- To do: Reproduce verbatim the portion of the text on addiction and job performance starting at "- Showing up" and ending at "a meeting late.".

- Provided text:
___
How Addiction Can Interfere With Your Job Performance
When you’re experiencing active addiction, there are many things in life that may start to fall to the wayside. You might find yourself compromising on your morals or making small mistakes at work. They can be easy to ignore at first, but don’t let these changes go unnoticed.
The best thing about active addiction is the lessons you can learn at every juncture.
Rock bottom is relative. Anything you notice about how addiction is negatively impacting your life is cause for concern and can be a decision point for recovery. One of the areas people begin to notice being negatively affected is their fulfillment and performance at work.
On-the-Job Behaviors and Actions
As you look at your behavior and actions on-the-job, here are a few things to watch for. If addiction is impacting your work life in any of these areas, take a step back and think about your next step. It can be the moment of clarity you need to move forward and find recovery.
- Not giving it your best.
One of the biggest ways addiction can influence job performance is the decrease in our engagement or performance at work. Addiction wants all of our time, energy and commitment, leaving very little time for the other things we care about in life – like family, school and work. Whether you notice you’re not as inspired or excited about your job, or you start notice your performance slipping, take a moment to pause and reflect. Consider talking with someone about your substance use and consider if it’s time for treatment.
- Showing up late.
Addiction takes time. You might realize you’re stumbling into work late or preoccupied because of drinking or using the day or night before. Alcohol use causes hangovers, keeps you up late, and makes it hard to get up in the morning. It’s hard to keep up a good reputation at work if you’re showing up to a meeting late.
- Not showing up at all.
Whether it happened after a night out or a night alone, isolating yourself not going to work are common occurrences when in active addiction. Addiction and co-occurring disorders like depression or anxiety often go hand-in-hand, and when addiction progresses, it might feel nerve-wracking or overwhelming to go into work. If you start skipping work or even unintentionally missing work, it’s time to take a step back.
- Small manipulations.
Whether it was clocking in or out early, spending your time at work for personal matters, or anything else you feel nudging at your conscience, take notice. Small manipulations can add up to create bigger lies over time. If you’re not careful, it’s these lies and manipulations that might put you in a bigger mess than you’ve ever intended – like losing your job or breaking the law.
- Impacted integrity.
One thing people often say when struggling with addiction is that they don’t feel like themselves anymore. Often, this has to do with addiction’s influence on a person’s belief system or integrity. The values you hold true for yourself, your life and your career can get set aside in addiction and the whirlwind that goes with it. Watch for this one. Your beliefs, your morals and your actions are integral to who you are as a person. Don’t let addiction take that away, and if you notice this in your job performance, it’s time to pause and make a change.
Whether or not you subscribe to the principles of AA or 12-step meetings, the principles can be helpful to live by. And best said by the literature of AA, “…we practiced these principles in all of our affairs.” The principles of recovery are honesty, integrity, courage, humility, and discipline, to name a few.
Doesn’t it sound liberating to align your beliefs with your actions at work? If so, recovery is possible. You’ll start to re-discover the things that are important to you, on the job and at home, and you’ll notice your character will start to uphold the values you have for your life.
Your professional life can be redeemed, no matter what happened in the past. Just make sure you focus on recovery and one step at a time, you’ll have the wisdom, the character and the values to repair what was lost.
A Note to Employers
If someone on your team is struggling with addiction and you notice any of the above symptoms or behaviors, it might be time for an honest conversation. Remember, those struggling with substance use disorder are not bad people – they’re experiencing the chronic disease of addiction and they may need treatment or support.
As an employer, you need to do what you need to do for your business, but recognize that addiction must be met with help and support, like treatment, mental health services, or even an outreach line in the workplace. When your employees recover, you’ll be amazed at the transformation in their life and work. Recovery is possible, so consider incorporating mental health or recovery support services into your workplace, your policies or your HR department.
___
Dataset records
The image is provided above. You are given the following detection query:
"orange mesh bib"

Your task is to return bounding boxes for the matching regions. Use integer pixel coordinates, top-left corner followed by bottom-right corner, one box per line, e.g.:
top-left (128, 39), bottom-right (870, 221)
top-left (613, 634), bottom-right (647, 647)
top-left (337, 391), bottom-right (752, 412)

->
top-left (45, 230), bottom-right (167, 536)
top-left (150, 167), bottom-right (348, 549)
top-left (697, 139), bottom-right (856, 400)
___
- Task answer:
- Showing up late.
Addiction takes time. You might realize you’re stumbling into work late or preoccupied because of drinking or using the day or night before. Alcohol use causes hangovers, keeps you up late, and makes it hard to get up in the morning. It’s hard to keep up a good reputation at work if you’re showing up to a meeting late.